• **Directions for this task**
List every line in the entries below that contains the word "building", copying each such line in full.

• **Provided records**

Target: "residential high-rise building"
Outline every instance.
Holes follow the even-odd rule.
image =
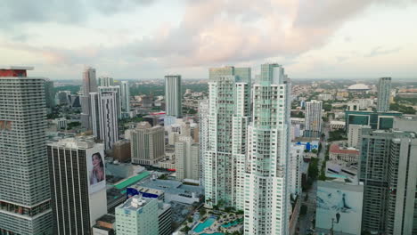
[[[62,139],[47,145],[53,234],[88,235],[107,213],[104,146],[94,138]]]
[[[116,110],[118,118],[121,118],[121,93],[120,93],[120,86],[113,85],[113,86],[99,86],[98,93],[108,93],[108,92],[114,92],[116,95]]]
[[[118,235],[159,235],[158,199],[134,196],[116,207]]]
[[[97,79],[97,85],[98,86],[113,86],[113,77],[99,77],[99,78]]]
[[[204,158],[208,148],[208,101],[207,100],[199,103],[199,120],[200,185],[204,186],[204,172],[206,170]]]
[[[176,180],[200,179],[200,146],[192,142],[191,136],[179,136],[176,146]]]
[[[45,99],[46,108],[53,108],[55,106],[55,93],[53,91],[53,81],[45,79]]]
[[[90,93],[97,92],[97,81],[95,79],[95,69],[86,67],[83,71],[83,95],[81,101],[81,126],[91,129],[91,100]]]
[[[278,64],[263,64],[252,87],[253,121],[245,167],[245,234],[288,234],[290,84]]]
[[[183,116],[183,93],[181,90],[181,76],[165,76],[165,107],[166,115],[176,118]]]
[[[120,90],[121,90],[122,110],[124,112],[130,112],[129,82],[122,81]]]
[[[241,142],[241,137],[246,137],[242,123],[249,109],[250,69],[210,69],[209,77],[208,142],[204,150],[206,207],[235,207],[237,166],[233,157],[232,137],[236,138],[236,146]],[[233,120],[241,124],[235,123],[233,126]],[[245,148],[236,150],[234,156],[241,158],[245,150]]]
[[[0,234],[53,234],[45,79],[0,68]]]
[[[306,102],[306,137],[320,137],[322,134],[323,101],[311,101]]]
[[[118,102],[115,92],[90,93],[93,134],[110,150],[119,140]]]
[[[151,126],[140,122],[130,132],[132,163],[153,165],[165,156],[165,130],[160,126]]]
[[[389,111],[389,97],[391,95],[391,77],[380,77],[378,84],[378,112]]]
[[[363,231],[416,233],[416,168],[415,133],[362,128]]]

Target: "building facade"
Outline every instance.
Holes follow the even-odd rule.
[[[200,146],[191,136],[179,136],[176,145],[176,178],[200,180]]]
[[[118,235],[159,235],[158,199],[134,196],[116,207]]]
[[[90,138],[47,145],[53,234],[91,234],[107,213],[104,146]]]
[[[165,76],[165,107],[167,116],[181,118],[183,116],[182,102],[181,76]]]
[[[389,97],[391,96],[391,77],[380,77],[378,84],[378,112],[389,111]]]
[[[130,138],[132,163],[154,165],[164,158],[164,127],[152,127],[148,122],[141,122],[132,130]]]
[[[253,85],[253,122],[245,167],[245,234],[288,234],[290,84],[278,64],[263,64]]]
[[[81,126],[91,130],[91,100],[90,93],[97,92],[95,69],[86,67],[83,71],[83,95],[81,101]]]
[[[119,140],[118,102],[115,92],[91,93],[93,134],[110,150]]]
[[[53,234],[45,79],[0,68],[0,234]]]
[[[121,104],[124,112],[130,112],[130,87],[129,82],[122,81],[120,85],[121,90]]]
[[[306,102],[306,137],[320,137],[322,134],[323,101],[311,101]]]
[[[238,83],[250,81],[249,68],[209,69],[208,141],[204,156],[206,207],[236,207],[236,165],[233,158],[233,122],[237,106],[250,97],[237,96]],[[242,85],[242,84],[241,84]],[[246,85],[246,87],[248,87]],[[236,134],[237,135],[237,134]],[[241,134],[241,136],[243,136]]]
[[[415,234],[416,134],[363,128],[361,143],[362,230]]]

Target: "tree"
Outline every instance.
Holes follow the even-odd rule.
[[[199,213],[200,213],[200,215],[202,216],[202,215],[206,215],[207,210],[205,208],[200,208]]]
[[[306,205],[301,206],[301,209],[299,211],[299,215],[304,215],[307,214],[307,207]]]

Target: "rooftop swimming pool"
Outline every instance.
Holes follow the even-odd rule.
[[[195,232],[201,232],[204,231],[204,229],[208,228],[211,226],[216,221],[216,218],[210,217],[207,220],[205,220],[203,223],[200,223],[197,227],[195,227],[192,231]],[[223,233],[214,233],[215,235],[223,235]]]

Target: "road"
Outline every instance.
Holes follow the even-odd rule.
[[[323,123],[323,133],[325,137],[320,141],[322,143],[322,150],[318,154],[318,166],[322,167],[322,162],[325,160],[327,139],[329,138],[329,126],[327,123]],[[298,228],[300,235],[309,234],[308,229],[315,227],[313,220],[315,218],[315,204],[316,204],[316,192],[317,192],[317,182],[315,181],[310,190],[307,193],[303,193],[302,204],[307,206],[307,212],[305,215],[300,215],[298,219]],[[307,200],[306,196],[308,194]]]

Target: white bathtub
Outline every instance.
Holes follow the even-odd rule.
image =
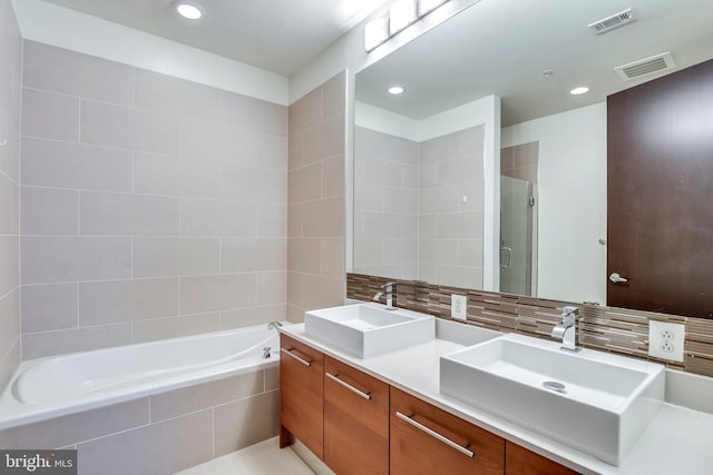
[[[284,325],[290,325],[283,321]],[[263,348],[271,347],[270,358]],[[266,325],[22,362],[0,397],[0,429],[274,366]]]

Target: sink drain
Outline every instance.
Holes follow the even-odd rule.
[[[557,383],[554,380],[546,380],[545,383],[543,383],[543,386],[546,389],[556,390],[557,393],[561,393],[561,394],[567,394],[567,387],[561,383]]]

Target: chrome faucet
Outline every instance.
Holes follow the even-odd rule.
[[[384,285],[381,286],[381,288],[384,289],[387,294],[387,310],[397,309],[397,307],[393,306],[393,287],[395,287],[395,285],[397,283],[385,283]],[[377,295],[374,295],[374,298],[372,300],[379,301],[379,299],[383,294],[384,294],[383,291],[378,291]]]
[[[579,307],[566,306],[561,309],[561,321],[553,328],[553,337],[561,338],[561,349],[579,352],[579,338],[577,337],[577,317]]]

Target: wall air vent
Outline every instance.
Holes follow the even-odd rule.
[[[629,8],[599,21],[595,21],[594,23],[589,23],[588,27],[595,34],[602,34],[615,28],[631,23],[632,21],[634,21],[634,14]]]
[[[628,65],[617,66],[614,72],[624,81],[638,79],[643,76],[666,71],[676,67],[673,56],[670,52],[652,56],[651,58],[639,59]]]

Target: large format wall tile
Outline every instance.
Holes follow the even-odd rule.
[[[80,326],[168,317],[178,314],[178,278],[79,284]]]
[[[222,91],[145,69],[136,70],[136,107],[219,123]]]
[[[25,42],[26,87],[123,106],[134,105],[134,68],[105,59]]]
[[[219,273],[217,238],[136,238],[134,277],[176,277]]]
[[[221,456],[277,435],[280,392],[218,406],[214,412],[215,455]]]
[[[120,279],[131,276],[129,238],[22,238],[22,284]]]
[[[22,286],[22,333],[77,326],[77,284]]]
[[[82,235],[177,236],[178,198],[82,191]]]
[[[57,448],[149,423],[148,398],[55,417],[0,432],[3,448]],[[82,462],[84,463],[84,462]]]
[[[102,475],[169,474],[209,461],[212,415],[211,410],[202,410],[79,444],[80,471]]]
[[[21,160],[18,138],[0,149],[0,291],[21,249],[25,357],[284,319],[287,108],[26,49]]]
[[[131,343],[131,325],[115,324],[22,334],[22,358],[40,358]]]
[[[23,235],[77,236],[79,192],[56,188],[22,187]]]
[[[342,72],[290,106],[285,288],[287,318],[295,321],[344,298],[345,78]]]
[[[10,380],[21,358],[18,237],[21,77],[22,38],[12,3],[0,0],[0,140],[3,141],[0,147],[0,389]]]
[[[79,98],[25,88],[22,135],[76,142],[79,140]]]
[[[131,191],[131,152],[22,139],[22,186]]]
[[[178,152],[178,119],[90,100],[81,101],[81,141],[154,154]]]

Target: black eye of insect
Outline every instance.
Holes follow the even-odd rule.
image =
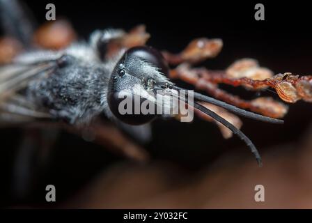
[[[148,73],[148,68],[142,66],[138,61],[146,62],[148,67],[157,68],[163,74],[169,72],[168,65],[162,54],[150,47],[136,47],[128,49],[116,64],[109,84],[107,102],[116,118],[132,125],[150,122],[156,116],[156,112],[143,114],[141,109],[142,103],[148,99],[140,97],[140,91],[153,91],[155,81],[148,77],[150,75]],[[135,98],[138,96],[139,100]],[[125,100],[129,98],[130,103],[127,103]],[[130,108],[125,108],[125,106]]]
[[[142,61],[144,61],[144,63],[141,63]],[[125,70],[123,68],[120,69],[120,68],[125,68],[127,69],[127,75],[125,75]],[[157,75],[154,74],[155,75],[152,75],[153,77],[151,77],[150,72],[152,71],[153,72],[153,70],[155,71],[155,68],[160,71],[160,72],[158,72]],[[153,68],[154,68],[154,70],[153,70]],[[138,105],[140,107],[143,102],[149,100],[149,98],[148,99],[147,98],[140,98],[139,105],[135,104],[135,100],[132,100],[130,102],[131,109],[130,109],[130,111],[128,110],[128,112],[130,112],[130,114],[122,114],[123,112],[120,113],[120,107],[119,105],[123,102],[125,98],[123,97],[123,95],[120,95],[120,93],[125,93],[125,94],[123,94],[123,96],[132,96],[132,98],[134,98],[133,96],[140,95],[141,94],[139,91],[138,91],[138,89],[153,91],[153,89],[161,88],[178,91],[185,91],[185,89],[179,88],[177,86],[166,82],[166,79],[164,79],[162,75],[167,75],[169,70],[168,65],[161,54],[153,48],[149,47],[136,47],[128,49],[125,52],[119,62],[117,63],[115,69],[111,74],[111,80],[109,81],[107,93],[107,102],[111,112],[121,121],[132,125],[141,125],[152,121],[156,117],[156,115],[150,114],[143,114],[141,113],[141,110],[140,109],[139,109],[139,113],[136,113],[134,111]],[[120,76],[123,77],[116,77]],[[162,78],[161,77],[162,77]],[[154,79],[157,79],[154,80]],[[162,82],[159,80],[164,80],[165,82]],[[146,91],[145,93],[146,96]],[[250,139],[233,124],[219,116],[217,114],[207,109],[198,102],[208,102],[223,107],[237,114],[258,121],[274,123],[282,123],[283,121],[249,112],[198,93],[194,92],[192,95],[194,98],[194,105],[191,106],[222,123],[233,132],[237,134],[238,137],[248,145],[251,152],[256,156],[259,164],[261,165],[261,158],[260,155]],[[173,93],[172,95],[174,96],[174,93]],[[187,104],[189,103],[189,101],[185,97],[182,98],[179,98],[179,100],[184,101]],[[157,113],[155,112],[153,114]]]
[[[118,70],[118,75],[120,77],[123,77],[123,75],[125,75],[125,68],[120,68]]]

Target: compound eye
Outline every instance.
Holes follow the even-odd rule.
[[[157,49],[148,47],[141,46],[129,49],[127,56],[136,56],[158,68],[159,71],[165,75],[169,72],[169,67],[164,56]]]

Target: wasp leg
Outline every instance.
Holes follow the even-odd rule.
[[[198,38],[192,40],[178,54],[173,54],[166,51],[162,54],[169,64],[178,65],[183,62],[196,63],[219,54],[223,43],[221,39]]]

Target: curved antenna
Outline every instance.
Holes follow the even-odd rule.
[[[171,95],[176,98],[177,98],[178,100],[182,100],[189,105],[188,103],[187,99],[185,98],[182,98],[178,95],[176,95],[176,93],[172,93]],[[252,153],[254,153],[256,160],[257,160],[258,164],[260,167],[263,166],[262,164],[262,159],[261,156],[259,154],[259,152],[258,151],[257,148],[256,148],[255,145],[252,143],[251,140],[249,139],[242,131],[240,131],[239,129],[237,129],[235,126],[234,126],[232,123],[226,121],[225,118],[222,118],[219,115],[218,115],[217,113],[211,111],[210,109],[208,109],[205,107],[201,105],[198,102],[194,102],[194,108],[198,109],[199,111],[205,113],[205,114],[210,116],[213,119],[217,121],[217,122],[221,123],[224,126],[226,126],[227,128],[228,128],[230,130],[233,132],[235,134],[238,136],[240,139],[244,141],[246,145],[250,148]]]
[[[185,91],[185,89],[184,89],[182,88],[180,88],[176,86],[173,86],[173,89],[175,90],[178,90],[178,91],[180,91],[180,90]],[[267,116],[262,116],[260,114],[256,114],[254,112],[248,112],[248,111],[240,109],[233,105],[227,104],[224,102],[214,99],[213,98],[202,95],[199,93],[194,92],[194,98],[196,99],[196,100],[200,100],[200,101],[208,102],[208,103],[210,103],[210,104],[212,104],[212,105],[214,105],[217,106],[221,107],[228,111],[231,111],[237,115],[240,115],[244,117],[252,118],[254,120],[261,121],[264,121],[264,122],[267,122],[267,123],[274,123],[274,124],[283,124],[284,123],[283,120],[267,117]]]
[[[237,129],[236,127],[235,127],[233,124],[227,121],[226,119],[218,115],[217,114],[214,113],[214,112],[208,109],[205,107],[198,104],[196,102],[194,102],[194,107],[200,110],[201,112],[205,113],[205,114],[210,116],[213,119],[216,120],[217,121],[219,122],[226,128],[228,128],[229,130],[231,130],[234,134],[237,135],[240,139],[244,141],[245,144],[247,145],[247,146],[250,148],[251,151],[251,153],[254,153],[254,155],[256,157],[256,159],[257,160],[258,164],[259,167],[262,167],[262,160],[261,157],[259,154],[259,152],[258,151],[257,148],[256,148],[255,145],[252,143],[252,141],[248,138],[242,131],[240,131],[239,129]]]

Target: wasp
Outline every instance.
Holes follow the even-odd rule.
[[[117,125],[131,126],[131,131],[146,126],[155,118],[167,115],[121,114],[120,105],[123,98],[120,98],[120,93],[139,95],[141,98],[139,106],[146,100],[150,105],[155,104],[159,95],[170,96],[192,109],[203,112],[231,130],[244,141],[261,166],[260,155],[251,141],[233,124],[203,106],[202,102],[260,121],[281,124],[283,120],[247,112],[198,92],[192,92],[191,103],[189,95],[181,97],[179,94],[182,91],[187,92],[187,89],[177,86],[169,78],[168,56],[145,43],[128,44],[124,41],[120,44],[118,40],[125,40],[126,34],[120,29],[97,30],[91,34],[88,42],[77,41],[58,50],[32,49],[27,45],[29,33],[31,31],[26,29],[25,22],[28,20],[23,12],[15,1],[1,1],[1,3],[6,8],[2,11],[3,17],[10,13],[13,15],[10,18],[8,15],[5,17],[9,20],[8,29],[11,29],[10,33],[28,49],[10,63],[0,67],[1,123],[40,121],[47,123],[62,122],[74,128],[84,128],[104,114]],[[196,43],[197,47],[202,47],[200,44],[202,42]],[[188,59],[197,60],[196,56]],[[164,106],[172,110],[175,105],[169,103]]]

• **Output of the task**
Target: "residential high-rise building"
Target: "building facade"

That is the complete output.